[What the exercise asks]:
Repeat each line of the material exactly.

BEGIN Provided records

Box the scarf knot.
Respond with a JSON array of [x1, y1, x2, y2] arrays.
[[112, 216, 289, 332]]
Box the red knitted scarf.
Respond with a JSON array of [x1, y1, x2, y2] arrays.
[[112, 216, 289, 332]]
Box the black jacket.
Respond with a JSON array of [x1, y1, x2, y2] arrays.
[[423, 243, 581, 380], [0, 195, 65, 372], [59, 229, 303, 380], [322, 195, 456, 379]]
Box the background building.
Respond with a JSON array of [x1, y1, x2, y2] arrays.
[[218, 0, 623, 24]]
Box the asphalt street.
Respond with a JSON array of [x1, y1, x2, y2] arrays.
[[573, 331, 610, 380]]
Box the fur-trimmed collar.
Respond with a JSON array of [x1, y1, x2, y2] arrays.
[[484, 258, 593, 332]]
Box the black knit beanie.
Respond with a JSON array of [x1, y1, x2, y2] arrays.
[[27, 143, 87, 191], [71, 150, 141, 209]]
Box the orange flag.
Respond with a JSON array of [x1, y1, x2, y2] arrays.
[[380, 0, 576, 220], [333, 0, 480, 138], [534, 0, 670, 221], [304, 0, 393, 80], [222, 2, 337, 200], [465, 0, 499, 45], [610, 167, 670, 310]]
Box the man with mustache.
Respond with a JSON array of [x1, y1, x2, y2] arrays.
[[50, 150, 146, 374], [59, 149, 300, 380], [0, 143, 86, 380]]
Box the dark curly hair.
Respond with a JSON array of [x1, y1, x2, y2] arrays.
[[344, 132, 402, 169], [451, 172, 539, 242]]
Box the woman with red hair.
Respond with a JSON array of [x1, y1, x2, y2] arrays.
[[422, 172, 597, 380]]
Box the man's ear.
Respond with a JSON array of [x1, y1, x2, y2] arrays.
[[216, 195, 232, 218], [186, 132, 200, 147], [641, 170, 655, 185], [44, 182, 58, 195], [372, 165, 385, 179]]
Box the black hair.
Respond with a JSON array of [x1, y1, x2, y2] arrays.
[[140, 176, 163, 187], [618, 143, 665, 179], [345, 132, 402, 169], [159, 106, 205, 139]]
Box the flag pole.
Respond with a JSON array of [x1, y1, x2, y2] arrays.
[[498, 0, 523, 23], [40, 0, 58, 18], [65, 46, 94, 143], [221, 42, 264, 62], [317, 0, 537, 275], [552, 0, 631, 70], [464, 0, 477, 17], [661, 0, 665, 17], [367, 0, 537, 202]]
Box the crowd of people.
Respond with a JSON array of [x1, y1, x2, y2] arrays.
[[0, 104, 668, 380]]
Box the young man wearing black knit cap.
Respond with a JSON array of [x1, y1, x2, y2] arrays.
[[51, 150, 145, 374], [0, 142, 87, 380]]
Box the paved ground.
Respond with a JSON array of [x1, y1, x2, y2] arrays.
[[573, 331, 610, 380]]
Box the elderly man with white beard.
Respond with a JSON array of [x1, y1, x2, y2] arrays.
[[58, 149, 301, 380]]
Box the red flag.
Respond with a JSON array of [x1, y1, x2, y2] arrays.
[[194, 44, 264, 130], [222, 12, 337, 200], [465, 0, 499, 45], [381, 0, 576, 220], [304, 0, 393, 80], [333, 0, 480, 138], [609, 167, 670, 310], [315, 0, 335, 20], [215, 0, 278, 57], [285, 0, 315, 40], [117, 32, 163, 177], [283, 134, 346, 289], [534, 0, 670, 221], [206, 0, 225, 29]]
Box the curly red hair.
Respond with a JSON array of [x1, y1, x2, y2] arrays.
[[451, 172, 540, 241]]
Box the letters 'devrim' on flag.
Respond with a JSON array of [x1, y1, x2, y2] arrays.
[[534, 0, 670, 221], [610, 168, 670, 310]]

END Provided records

[Written solution]:
Box the scarf knot.
Respond with a JSON array of [x1, y1, x2, y2] arrays.
[[112, 216, 289, 332]]
Box the red knitted scarf.
Respond with a JSON array of [x1, y1, x2, y2] arrays.
[[112, 216, 289, 332]]
Box the black jacket.
Respond with a JSON array of [x1, y1, x2, y2] arrays.
[[423, 243, 581, 380], [0, 195, 65, 372], [59, 229, 303, 380], [322, 195, 456, 379]]
Box the background building.
Respond with a JSON array of [x1, y1, x2, y2] arrays.
[[218, 0, 623, 24]]
Box the asphalt street.
Respond with a JSON array of [x1, y1, x2, y2] arrays.
[[573, 331, 610, 380]]
Box the fur-trimmed collar.
Respond with a JSON array of [x1, y1, x2, y2] arrays.
[[484, 258, 593, 332]]
Box the black knit beanie.
Respond with a JSON array of [x1, y1, x2, y2] arrays.
[[27, 143, 87, 191], [71, 150, 141, 209]]
Box the orange flag.
Respond with a JSON array of [x1, y1, x2, y2] arrays.
[[380, 0, 576, 220], [333, 0, 480, 138], [534, 0, 670, 221], [304, 0, 393, 80], [222, 2, 337, 200], [465, 0, 499, 45], [610, 167, 670, 310]]
Box the man with mustache.
Respond with a JSON array of [x1, y1, x2, y2] arrays.
[[50, 150, 146, 374], [59, 149, 300, 380], [0, 143, 86, 380]]
Box the dark curly hair.
Respond with a JSON array of [x1, y1, x2, y2] arrays.
[[344, 132, 402, 169], [451, 172, 539, 242]]
Box the woman with red hair.
Respond with a JSON array of [x1, y1, x2, y2] arrays.
[[422, 172, 597, 380]]
Box the man's ear.
Respond with a JSON array of [x1, y1, x2, y2] arrays.
[[216, 195, 232, 218], [186, 132, 200, 147], [641, 170, 655, 185], [44, 182, 58, 195], [372, 165, 385, 179]]
Box the black hair.
Respond with a JSON array of [x1, y1, x2, y2] arrays.
[[140, 176, 163, 187], [618, 143, 665, 179], [345, 132, 402, 169], [159, 106, 205, 139]]
Box the flag pole.
Respond with a JSON array of [x1, y1, x2, y2] arrays.
[[498, 0, 523, 23], [40, 0, 58, 18], [65, 46, 94, 143], [221, 42, 264, 62], [317, 0, 537, 275], [552, 0, 631, 70], [464, 0, 477, 17], [661, 0, 665, 17], [367, 0, 537, 202]]
Box the crowd of people.
Respond with a JSON array of [x1, y1, x2, y2] arrays.
[[0, 104, 668, 380]]
Box the young man wearing black knit cap.
Respond with a JSON array of [x1, y1, x2, y2] arrays.
[[51, 150, 145, 374], [0, 142, 87, 380]]
Box the paved ground.
Respond with a JSON array of [x1, y1, x2, y2] arrays.
[[573, 331, 610, 380]]
Box the elderly man with white beard.
Respond with a JSON array of [x1, y1, x2, y2] arrays.
[[58, 149, 301, 380]]
Box the red flag.
Respond with a JSON array of [x1, y1, x2, y2] arrays.
[[194, 44, 264, 130], [222, 12, 337, 200], [465, 0, 499, 45], [381, 0, 576, 220], [304, 0, 393, 80], [333, 0, 480, 138], [609, 167, 670, 310], [315, 0, 335, 20], [215, 0, 278, 57], [285, 0, 315, 40], [117, 32, 163, 177], [283, 134, 346, 289], [534, 0, 670, 221], [206, 0, 225, 29]]
Box the curly red hair.
Respond with a JSON array of [x1, y1, x2, y2] arrays.
[[451, 172, 540, 241]]
Box the letters 'devrim' on flag.
Respond with a JSON array of [x1, y1, x2, y2] arrays.
[[534, 0, 670, 221], [610, 168, 670, 310]]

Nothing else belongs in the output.